_Point labeling examples_:

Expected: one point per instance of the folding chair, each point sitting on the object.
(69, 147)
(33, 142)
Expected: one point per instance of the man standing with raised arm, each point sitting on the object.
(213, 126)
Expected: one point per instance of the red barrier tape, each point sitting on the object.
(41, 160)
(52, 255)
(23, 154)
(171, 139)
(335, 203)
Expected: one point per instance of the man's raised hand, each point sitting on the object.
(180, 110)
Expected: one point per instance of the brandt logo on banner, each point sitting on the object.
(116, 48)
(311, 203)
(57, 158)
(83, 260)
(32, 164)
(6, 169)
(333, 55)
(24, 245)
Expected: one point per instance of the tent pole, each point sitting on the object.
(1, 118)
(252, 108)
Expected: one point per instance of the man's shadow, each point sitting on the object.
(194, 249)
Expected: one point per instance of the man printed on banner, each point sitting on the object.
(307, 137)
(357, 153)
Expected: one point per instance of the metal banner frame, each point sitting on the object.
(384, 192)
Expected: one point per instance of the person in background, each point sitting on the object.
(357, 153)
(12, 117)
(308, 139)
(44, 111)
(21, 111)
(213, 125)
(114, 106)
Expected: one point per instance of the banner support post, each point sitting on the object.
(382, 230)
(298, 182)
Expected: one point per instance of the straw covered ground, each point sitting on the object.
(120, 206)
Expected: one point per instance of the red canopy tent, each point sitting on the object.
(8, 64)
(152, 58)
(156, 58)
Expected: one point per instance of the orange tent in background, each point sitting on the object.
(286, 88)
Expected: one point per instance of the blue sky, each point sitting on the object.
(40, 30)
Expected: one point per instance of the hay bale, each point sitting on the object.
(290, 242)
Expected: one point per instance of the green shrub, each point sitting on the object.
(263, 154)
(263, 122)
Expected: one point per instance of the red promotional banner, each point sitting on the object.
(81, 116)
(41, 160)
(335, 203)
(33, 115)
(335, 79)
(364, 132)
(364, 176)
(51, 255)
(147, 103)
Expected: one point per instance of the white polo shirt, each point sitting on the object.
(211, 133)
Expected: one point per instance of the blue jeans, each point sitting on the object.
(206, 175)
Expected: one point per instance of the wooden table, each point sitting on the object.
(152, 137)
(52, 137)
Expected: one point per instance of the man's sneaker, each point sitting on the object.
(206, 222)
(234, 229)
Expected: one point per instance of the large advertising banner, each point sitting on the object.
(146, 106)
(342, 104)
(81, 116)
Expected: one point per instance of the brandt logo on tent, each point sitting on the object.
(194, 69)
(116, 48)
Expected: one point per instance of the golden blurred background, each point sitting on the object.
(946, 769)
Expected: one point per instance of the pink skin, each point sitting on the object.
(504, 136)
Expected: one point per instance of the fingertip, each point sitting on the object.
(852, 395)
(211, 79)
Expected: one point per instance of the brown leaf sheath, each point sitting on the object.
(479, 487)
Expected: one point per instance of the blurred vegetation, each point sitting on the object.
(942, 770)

_TASK TO COMPLETE_: Return all of the rows above word for word, with no line altered or left out.

_TASK ANSWER_:
Expected: one point per instance of the folding chair, each point sitting on the object.
(69, 147)
(33, 142)
Expected: one point per instance of the man standing with raised arm, each point sitting on the object.
(213, 126)
Expected: one point per instance of the red barrier tape, each point sitting on the object.
(41, 160)
(52, 255)
(23, 154)
(171, 139)
(335, 203)
Expected: one point per instance of the man's raised hand, each point sitting on the object.
(180, 110)
Expected: one point per instance of the brandt logo on banner, each point sitting on the object.
(116, 48)
(311, 203)
(57, 158)
(83, 260)
(32, 164)
(6, 169)
(333, 55)
(24, 245)
Expected: one point per instance of the tent pole, each point sitting on the object.
(1, 118)
(252, 108)
Expected: one point per instance of the man's shadow, each point sitting on the object.
(194, 249)
Expected: one point per instance of the man printed on banner, each point sitting on the object.
(307, 137)
(357, 153)
Expected: one point per instance of the metal banner frame, each point sitting on the object.
(384, 192)
Expected: one point per instance of the person in background, each point sitting on the object.
(357, 153)
(12, 117)
(308, 139)
(44, 111)
(21, 111)
(213, 125)
(114, 106)
Expected: one point per instance of the banner support post, each point sitting on the object.
(382, 230)
(298, 182)
Expected: one point per instance of the straw covered ground, each point sitting on the object.
(120, 206)
Expected: one point per instance of the red canopy tent, each point sitting on the object.
(8, 64)
(152, 58)
(156, 58)
Expected: one point per instance of the orange tent in background, each point sitting on the object.
(286, 88)
Expected: one point per instance of the blue sky, each point sitting on the object.
(40, 30)
Expected: one point per instance of the hay bale, each point sitting on the object.
(290, 242)
Expected: one point per instance of the green shrub, each point sitting on the object.
(263, 154)
(263, 122)
Expected: one point per instance of the red promotional banner, each point sitting on the object.
(81, 116)
(41, 160)
(335, 203)
(33, 115)
(335, 79)
(364, 132)
(364, 176)
(51, 255)
(147, 103)
Expected: one point per instance of the white polo shirt, each point sitting on the object.
(211, 133)
Expected: one point per instance of the blue jeans, each point sitting on the object.
(206, 175)
Expected: one point per instance of the wooden table, each point sitting on the object.
(152, 137)
(52, 137)
Expected: one point per instance of the man's sneaker, each point sitting on the object.
(206, 222)
(234, 229)
Expected: one point per instance of the large advertising banner, each point sitting on the object.
(146, 106)
(342, 104)
(81, 116)
Expected: one point per instance of the brandt logo on tent, each point sitting on the object.
(194, 69)
(116, 48)
Expected: one point per instance of the golden blurred background, each point sitting on the object.
(946, 769)
Expected: one point per instance of the pink skin, each point sitting on the object.
(504, 136)
Expected: one point per instance of the fingertip, each point sitting on the object.
(852, 395)
(211, 79)
Expected: one point per instance of the brown leaf sheath, each point sitting on the object.
(479, 487)
Expected: one point per instance of the blurred vegetation, each point sitting on the object.
(942, 770)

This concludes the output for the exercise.